[Detection annotation records]
· · · · · · ·

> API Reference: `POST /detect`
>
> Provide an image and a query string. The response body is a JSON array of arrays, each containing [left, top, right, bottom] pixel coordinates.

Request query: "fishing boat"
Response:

· · · · · · ·

» DIRECTIONS FOR THIS TASK:
Reproduce the listing above line for line, without changing anything.

» SOLUTION:
> API Reference: `POST /detect`
>
> Provide an image and a query string. The response body is a JSON array of arrays, each containing [left, top, right, bottom] pixel coordinates.

Request query: "fishing boat"
Response:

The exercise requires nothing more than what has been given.